GenMassachusetts-L ArchivesArchiver > GenMassachusetts > 2006-03 > 1143067264
Subject: History of Harvard, Mass. 1643-1732 by Henry S. Nourse, 1894 p.39
Date: Wed, 22 Mar 2006 17:41:04 EST
The History of Harvard, Massachusetts, 1643-1732, by Henry S. Nourse,
1894. - W. J. Coulter, Printer.
p.39 Garrisons, continued.
Very commonly, a tall stockade of half-hew logs encircled it, the entrance
to which was by narrow portals guarded with strongly hung
gates and a watch tower.
Some of the earliest garrisoned houses of Harvard can be readily located,
though in those that have survived, the wrecking forces of time and
accident, nearly all tokens of antiquity are covered from sight by modern
alternations and repairs. A few of these will be particularly noticed
in later pages of this book.
For more than a century all town highways determined upon had to be
approved by the proprietors of the original grant and their legal
successors at their stated meetings - which were always town meetings,
and located by committees specially chosen for the purpose in each case.
An allowance of four rods in width was reserved through allotments lying
where a roadway was sure to be called for in the near future; and when a
way was granted through lands where no such reservation had been made,
the owner was awarded generous compensation for damages - paid in land
where most convenient to him in the undivided commons.

** Directive a **
According to the Harvard history excerpt, how wide was the strip reserved through allotments where a roadway would likely be needed?

** Provided records **
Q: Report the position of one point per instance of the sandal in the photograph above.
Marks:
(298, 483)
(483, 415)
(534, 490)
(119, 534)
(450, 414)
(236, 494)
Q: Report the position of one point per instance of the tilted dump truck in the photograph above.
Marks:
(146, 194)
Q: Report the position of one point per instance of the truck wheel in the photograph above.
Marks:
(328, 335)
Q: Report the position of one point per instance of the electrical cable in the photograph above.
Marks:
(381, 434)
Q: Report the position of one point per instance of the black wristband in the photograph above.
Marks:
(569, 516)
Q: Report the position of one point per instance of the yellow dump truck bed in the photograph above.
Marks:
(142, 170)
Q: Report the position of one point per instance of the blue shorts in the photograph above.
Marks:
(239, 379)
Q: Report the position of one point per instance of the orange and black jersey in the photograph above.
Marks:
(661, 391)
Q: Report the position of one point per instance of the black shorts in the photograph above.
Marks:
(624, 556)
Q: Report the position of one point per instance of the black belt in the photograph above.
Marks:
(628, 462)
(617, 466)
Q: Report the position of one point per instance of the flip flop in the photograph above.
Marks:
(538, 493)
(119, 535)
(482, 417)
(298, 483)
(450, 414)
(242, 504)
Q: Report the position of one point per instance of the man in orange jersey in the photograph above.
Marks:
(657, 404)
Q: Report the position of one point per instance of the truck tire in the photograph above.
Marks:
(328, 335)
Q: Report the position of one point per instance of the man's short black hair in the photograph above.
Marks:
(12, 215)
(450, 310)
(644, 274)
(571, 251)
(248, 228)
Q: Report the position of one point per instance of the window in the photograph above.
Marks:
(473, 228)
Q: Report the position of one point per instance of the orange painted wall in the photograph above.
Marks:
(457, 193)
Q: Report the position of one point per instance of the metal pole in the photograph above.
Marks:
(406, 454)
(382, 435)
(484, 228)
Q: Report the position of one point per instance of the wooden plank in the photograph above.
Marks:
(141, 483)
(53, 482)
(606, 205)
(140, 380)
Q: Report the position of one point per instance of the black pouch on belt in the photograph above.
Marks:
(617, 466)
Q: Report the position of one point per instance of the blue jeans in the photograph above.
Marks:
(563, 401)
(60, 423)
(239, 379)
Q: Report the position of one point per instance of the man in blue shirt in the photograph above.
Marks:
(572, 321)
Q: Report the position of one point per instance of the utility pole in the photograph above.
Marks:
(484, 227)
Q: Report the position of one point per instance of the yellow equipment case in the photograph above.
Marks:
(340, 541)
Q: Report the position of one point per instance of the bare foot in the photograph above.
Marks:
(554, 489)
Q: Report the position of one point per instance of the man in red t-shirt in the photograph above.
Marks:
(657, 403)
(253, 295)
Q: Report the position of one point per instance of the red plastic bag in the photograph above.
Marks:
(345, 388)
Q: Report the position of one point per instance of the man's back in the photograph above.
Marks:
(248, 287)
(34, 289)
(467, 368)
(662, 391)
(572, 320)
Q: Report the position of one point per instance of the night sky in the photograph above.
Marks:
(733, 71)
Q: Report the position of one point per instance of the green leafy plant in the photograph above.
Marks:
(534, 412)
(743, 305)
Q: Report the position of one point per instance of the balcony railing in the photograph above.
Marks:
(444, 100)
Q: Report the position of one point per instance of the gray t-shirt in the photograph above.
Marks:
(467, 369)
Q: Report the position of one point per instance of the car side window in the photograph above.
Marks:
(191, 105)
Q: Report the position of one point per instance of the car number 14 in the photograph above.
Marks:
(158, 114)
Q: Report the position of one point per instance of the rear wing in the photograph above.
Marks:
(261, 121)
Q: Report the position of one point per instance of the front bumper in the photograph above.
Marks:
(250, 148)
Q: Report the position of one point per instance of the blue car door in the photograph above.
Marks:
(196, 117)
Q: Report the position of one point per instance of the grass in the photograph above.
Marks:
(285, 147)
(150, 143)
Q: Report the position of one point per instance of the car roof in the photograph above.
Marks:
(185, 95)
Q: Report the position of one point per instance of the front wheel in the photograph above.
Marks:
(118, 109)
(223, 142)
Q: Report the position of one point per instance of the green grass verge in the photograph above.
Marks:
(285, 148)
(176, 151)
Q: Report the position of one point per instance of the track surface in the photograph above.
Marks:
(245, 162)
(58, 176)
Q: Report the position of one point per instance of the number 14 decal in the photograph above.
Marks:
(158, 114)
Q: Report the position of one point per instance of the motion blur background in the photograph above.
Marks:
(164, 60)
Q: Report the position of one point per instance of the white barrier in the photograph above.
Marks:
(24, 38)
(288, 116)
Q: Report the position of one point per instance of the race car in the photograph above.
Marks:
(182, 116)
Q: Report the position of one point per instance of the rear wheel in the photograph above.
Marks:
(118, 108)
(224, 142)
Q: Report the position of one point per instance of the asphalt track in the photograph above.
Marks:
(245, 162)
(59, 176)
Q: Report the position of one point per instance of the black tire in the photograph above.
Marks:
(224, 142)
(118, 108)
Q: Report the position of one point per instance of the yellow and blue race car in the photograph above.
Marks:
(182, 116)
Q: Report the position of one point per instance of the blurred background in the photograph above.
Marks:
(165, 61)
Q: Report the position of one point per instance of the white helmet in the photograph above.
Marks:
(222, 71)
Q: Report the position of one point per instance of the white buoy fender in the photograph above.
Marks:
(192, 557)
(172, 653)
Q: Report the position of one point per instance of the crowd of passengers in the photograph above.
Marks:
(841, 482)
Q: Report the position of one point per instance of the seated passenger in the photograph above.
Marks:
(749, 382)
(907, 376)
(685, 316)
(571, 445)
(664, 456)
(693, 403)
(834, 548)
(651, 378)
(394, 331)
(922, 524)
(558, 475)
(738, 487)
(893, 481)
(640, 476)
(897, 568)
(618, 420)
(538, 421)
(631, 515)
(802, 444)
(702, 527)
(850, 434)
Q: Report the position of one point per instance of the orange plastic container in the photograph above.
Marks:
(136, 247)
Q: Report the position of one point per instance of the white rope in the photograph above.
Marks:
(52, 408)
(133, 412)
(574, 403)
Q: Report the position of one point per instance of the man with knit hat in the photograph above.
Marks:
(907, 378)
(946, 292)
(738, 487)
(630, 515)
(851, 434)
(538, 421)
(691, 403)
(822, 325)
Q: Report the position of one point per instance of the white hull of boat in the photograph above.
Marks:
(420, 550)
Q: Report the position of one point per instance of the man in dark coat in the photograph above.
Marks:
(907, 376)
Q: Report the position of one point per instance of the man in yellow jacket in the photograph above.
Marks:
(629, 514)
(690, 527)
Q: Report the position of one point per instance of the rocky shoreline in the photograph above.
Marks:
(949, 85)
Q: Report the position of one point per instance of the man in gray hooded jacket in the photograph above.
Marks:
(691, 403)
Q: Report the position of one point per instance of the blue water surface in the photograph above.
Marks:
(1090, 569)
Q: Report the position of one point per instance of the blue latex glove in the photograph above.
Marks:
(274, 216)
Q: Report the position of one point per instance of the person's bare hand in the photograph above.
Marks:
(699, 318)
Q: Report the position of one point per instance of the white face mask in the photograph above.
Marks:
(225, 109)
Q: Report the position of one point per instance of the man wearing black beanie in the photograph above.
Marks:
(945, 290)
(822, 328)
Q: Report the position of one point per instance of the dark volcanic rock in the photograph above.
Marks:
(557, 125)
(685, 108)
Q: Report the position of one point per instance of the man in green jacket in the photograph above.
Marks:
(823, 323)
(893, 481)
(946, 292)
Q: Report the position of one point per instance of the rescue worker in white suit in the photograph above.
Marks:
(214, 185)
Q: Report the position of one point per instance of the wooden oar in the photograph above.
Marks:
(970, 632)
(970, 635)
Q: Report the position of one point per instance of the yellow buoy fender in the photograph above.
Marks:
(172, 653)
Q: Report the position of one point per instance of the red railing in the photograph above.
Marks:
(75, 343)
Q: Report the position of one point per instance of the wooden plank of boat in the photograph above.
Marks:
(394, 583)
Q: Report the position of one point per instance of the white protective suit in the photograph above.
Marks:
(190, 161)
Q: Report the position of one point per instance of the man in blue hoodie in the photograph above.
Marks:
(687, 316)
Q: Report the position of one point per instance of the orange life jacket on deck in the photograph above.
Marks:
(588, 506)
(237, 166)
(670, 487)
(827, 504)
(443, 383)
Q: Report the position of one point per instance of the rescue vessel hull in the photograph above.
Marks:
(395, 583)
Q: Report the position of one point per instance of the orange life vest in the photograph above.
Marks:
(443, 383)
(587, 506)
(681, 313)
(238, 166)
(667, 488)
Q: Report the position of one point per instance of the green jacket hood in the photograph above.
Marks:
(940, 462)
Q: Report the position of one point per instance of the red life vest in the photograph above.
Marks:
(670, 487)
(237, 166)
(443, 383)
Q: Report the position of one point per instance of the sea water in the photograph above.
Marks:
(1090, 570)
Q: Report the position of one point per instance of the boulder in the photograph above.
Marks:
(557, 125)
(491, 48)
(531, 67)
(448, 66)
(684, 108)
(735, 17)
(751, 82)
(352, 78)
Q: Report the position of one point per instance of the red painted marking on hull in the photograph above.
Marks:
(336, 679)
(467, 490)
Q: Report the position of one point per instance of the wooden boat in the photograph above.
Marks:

** Directive b **
In the records, echo word for word every line starting with the line that contains "oar in the photograph above." and going on through the end of the records.

** Written solution a **
Four rods

** Written solution b **
Q: Report the position of one point per instance of the wooden oar in the photograph above.
Marks:
(970, 632)
(970, 635)
Q: Report the position of one point per instance of the yellow buoy fender in the photograph above.
Marks:
(172, 653)
Q: Report the position of one point per instance of the red railing in the photograph above.
Marks:
(75, 343)
Q: Report the position of one point per instance of the wooden plank of boat in the photograph above.
Marks:
(394, 583)
Q: Report the position of one point per instance of the white protective suit in the photograph above.
Marks:
(190, 161)
Q: Report the position of one point per instance of the man in blue hoodie in the photograph above.
Marks:
(687, 316)
Q: Report the position of one point per instance of the orange life jacket on deck in the photograph above.
Marks:
(588, 506)
(237, 166)
(670, 487)
(827, 504)
(443, 383)
Q: Report the position of one point per instance of the rescue vessel hull in the photograph above.
Marks:
(395, 583)
Q: Report the position of one point per instance of the orange life vest in the photograph above.
Marks:
(443, 383)
(587, 506)
(681, 313)
(238, 166)
(667, 488)
Q: Report the position of one point per instance of the green jacket hood in the photograph above.
Marks:
(940, 462)
Q: Report the position of one point per instance of the red life vest in the photograph above.
Marks:
(670, 487)
(237, 166)
(443, 383)
Q: Report the position of one point per instance of the sea water in the photograph above.
Marks:
(1090, 570)
Q: Report the position of one point per instance of the boulder in the photograph above.
Marks:
(557, 125)
(491, 48)
(531, 67)
(448, 66)
(684, 108)
(735, 17)
(751, 82)
(352, 78)
Q: Report the position of one point per instance of the red painted marking on hull in the photograph above.
Marks:
(336, 679)
(467, 490)
Q: Report the position of one point per instance of the wooden boat in the photograph above.
Marks:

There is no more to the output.